> REQUIREMENT
Copied exactly and without pictures, the lines from the beginning of the entries through the one that holds "of the woman?" should form the entire reply.

> RECORDS TO USE
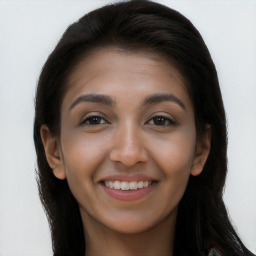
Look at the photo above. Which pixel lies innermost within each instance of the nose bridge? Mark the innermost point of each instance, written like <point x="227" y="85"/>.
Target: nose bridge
<point x="128" y="146"/>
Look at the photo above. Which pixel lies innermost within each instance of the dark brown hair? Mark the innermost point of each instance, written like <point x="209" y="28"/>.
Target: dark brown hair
<point x="202" y="220"/>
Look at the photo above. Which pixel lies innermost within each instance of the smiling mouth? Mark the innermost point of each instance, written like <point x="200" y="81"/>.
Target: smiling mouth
<point x="125" y="185"/>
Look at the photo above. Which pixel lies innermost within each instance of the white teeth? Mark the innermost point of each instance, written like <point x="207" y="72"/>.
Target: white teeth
<point x="133" y="185"/>
<point x="140" y="184"/>
<point x="117" y="184"/>
<point x="111" y="185"/>
<point x="125" y="185"/>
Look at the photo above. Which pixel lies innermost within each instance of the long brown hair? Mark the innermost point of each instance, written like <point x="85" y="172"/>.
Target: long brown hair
<point x="202" y="220"/>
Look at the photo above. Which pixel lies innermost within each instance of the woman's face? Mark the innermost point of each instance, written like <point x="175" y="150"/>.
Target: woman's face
<point x="128" y="140"/>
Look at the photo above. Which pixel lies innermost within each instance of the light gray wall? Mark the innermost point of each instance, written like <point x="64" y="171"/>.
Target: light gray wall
<point x="28" y="32"/>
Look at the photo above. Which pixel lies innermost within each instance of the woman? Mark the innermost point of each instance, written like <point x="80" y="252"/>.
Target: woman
<point x="130" y="135"/>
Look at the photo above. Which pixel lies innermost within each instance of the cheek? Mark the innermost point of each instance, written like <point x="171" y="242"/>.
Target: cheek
<point x="177" y="152"/>
<point x="82" y="154"/>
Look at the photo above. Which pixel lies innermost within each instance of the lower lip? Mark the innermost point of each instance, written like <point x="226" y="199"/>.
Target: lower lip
<point x="128" y="195"/>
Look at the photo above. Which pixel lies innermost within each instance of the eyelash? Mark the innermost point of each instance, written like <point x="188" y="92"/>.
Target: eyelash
<point x="161" y="117"/>
<point x="90" y="118"/>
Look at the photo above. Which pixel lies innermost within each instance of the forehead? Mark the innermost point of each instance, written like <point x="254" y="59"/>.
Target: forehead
<point x="115" y="71"/>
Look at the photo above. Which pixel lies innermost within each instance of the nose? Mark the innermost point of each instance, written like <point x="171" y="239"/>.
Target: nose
<point x="128" y="147"/>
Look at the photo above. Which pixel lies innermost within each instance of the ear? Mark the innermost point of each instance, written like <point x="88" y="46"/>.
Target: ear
<point x="53" y="152"/>
<point x="203" y="147"/>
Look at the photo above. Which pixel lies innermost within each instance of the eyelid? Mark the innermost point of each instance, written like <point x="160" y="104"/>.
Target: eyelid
<point x="91" y="115"/>
<point x="169" y="118"/>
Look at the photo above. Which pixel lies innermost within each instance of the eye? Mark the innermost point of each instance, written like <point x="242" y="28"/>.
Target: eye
<point x="161" y="121"/>
<point x="94" y="120"/>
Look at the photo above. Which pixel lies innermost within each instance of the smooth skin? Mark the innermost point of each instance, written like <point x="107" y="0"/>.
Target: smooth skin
<point x="127" y="113"/>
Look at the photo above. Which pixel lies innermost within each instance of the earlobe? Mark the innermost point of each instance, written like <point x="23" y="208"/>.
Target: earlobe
<point x="52" y="152"/>
<point x="203" y="147"/>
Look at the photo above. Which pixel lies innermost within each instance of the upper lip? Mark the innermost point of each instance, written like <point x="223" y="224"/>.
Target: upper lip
<point x="134" y="177"/>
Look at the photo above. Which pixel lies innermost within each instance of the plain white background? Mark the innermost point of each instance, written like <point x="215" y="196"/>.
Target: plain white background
<point x="29" y="30"/>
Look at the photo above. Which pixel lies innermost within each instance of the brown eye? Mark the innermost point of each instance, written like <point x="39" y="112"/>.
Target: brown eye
<point x="94" y="120"/>
<point x="161" y="121"/>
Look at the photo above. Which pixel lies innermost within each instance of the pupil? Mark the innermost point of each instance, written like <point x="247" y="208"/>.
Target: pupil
<point x="159" y="121"/>
<point x="95" y="120"/>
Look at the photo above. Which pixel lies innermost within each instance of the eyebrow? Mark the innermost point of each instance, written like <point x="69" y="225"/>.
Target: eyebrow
<point x="108" y="101"/>
<point x="157" y="98"/>
<point x="98" y="98"/>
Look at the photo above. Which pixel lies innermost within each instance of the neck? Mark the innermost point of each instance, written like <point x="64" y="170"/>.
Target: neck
<point x="100" y="240"/>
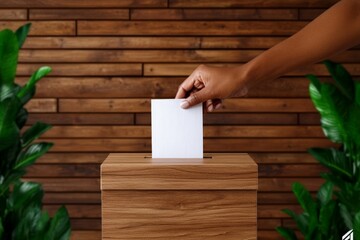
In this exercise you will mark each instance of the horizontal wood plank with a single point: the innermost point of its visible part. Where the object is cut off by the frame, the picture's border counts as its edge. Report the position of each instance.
(293, 170)
(85, 224)
(284, 184)
(81, 69)
(72, 198)
(194, 28)
(140, 42)
(75, 14)
(82, 118)
(49, 28)
(213, 14)
(210, 145)
(310, 14)
(83, 4)
(151, 87)
(78, 211)
(85, 235)
(72, 158)
(309, 119)
(42, 105)
(68, 185)
(63, 170)
(246, 3)
(13, 14)
(283, 158)
(209, 132)
(235, 118)
(185, 69)
(93, 170)
(229, 105)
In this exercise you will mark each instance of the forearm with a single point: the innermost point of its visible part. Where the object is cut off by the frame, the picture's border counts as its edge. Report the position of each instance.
(335, 30)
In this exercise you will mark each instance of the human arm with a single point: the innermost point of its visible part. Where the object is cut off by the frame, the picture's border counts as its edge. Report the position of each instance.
(336, 30)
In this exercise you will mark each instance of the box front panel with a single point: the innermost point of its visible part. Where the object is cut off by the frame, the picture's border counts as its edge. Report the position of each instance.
(180, 215)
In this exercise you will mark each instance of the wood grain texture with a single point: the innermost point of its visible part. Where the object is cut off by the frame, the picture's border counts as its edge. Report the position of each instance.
(42, 105)
(143, 42)
(185, 69)
(13, 14)
(151, 87)
(249, 3)
(235, 119)
(233, 145)
(82, 119)
(88, 69)
(121, 172)
(194, 28)
(209, 132)
(179, 215)
(213, 14)
(49, 28)
(82, 4)
(74, 14)
(110, 57)
(229, 105)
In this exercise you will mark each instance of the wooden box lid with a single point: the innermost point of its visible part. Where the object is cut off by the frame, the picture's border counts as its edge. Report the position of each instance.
(216, 171)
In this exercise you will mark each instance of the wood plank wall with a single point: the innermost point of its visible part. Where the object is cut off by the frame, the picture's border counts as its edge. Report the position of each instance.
(110, 57)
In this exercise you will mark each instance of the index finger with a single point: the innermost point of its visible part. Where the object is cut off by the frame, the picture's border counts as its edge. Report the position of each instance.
(185, 87)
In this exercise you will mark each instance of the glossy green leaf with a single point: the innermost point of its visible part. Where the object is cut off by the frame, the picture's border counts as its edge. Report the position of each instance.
(304, 198)
(1, 229)
(32, 153)
(9, 132)
(21, 33)
(34, 132)
(332, 107)
(346, 216)
(21, 118)
(28, 91)
(287, 233)
(24, 195)
(326, 216)
(333, 159)
(301, 220)
(8, 58)
(60, 226)
(357, 93)
(357, 226)
(342, 78)
(325, 193)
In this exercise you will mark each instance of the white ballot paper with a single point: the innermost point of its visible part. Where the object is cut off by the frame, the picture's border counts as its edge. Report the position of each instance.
(176, 132)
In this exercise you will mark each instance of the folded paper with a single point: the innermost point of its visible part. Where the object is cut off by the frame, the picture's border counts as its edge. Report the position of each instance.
(176, 132)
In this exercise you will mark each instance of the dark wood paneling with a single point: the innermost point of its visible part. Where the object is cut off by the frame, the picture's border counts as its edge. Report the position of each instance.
(85, 69)
(83, 4)
(110, 57)
(235, 119)
(194, 28)
(250, 3)
(213, 14)
(13, 14)
(50, 28)
(73, 14)
(82, 118)
(229, 105)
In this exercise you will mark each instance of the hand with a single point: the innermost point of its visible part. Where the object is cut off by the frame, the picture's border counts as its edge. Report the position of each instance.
(211, 85)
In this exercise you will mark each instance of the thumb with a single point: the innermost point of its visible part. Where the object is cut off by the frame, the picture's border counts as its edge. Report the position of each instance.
(195, 98)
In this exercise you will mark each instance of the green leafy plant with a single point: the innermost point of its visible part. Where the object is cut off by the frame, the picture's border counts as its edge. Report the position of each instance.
(336, 209)
(21, 214)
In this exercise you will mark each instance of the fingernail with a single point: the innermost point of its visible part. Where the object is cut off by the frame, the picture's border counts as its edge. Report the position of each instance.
(184, 104)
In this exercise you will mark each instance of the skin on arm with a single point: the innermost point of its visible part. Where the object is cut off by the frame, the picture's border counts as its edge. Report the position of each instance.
(334, 31)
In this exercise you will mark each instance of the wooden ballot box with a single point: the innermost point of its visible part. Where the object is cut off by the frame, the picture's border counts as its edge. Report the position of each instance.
(173, 199)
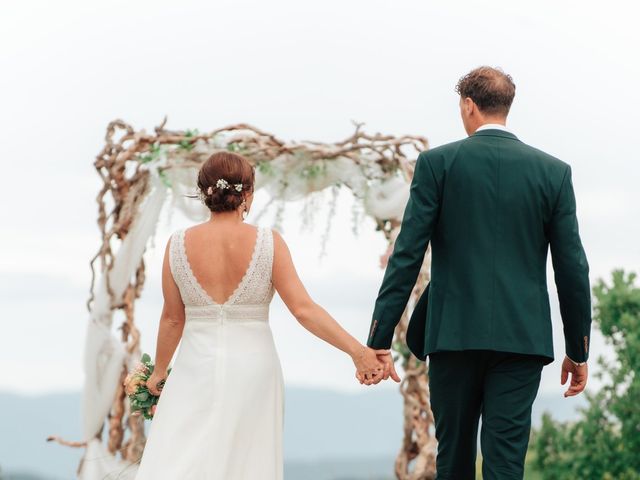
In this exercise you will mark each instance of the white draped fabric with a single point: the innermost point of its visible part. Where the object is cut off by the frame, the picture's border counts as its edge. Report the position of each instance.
(288, 177)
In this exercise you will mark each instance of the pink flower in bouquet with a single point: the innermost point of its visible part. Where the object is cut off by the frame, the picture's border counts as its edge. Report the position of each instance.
(132, 382)
(142, 368)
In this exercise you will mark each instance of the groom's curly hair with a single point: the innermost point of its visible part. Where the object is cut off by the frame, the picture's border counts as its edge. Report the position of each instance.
(491, 90)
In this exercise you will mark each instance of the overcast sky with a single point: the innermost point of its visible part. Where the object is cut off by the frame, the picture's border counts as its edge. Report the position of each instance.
(301, 70)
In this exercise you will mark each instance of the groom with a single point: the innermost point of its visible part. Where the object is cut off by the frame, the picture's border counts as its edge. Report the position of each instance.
(490, 206)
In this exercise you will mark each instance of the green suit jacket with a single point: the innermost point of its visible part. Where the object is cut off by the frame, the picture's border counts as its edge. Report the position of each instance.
(491, 206)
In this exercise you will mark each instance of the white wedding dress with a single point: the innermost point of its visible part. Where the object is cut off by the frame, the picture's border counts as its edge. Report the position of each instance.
(220, 414)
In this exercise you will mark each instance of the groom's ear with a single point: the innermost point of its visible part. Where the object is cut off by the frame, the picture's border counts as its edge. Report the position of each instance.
(469, 105)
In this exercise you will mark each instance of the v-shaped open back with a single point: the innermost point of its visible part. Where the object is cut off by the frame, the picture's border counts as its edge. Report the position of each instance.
(254, 288)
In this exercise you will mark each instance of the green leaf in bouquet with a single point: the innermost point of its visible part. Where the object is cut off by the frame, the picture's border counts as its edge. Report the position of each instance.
(142, 396)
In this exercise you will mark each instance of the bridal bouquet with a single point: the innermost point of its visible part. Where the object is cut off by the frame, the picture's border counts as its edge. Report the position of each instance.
(142, 401)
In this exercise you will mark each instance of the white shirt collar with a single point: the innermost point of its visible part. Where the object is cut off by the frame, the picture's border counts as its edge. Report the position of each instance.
(493, 126)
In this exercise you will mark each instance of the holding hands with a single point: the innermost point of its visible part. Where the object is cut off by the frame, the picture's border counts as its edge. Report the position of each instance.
(373, 366)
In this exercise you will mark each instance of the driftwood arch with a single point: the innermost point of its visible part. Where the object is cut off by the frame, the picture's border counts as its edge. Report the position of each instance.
(139, 170)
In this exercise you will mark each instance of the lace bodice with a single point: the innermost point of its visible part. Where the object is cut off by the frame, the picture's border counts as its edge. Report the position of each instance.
(255, 288)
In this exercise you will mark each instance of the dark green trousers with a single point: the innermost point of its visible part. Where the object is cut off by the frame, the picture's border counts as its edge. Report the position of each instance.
(498, 387)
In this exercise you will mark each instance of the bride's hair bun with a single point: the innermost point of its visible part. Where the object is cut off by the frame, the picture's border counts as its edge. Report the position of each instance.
(224, 180)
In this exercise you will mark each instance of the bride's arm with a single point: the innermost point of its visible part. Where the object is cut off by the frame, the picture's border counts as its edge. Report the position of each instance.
(311, 315)
(171, 326)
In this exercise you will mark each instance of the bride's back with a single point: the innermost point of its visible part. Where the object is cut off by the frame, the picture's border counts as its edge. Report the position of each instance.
(219, 256)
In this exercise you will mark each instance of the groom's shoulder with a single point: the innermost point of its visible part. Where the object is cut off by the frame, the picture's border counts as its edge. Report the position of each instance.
(437, 155)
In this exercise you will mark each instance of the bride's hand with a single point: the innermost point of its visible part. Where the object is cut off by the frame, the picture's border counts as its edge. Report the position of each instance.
(156, 381)
(369, 368)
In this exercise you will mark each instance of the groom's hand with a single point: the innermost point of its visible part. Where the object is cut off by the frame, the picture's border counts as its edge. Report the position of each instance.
(388, 370)
(369, 368)
(389, 367)
(579, 375)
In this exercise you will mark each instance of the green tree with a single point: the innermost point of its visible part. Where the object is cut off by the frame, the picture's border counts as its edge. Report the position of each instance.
(605, 443)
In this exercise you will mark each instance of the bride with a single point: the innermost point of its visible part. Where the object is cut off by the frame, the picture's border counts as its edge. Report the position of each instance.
(220, 413)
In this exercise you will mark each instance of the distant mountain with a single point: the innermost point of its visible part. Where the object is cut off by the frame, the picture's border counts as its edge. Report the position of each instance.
(328, 435)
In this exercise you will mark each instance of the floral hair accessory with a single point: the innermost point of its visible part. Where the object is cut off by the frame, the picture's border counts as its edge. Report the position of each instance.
(222, 184)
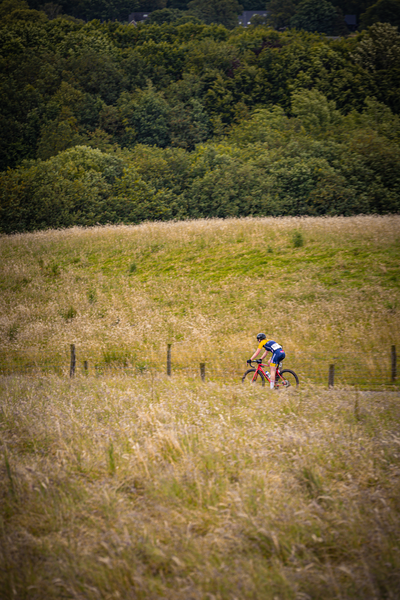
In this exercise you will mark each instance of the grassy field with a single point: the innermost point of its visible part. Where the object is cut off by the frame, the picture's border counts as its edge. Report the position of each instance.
(325, 288)
(144, 488)
(126, 484)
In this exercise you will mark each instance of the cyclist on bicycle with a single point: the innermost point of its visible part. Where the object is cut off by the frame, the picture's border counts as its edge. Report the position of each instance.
(277, 355)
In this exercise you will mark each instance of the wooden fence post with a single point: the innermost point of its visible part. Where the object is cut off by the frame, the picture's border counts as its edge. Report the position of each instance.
(331, 377)
(169, 360)
(394, 364)
(73, 361)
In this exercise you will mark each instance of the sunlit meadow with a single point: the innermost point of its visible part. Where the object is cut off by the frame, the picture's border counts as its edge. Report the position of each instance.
(123, 483)
(325, 288)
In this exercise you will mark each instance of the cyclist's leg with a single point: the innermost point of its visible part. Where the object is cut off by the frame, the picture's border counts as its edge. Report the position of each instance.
(277, 357)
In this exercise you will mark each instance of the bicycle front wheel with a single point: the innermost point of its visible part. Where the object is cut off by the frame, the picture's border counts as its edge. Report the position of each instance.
(249, 378)
(289, 379)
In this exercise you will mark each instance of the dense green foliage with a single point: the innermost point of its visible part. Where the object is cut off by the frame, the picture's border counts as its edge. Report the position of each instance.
(116, 123)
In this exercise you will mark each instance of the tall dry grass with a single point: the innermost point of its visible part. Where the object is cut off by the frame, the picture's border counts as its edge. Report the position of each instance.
(122, 293)
(149, 488)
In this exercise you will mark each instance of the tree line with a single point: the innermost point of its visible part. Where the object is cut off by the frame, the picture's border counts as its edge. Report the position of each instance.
(107, 122)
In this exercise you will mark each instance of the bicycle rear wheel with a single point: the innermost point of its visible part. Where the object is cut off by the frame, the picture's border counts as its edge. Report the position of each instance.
(289, 379)
(248, 378)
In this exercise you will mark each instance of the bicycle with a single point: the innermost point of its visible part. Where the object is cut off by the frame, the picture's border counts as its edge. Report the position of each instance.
(283, 379)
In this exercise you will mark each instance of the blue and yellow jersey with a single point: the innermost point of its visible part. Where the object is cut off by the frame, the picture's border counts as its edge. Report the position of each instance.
(269, 346)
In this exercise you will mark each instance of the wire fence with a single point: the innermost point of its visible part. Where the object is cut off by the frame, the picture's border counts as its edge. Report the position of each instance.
(360, 371)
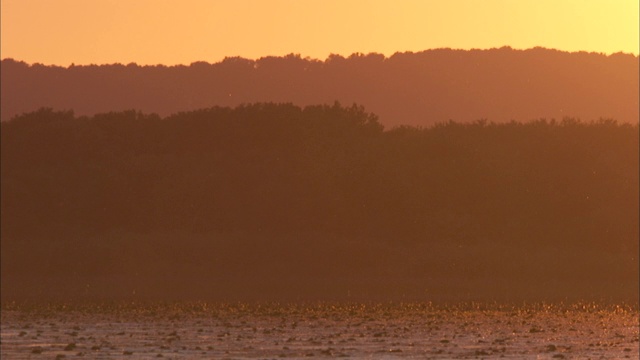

> SOLVED PROBLEM
Look at the photo above. Which pixel lies innermost within each instance of the nose bridge? Mark the innermost point of each instance, written like <point x="227" y="85"/>.
Target: nose bridge
<point x="128" y="146"/>
Look at the photo above. Which pixel lies innermost within each instance of the dark brown hair? Mark the innermost point of each instance, written like <point x="209" y="28"/>.
Target: dark brown hair
<point x="202" y="220"/>
Look at the photo above. Which pixel lies innermost within each instance of the smiling mouth? Mark the innermost point of each instance, written like <point x="200" y="81"/>.
Target: smiling mouth
<point x="125" y="185"/>
Look at the photo above. Which pixel lies innermost within each instance of the white teeth? Mark the innermost point of each instance, written like <point x="207" y="72"/>.
Target: white teeth
<point x="133" y="185"/>
<point x="140" y="184"/>
<point x="117" y="184"/>
<point x="111" y="185"/>
<point x="125" y="185"/>
Look at the photo above. Which pixel lies innermost within each instance of the long brown hair? Mark the innermost point of each instance, written like <point x="85" y="172"/>.
Target: long brown hair
<point x="202" y="220"/>
Look at the photo above. Which pixel lies innermost within each instance of the woman's face? Mark the innermost point of each instance, written like <point x="175" y="150"/>.
Target: woman's face
<point x="128" y="140"/>
Look at the photo above. Which pixel lies innermost within each instance of the light gray wall? Mark the innermost point of each instance, written like <point x="64" y="171"/>.
Target: light gray wall
<point x="28" y="32"/>
Look at the photo above. Which pixel lies innermost within each instance of the woman? Mark the innermost point of each instance, written like <point x="80" y="252"/>.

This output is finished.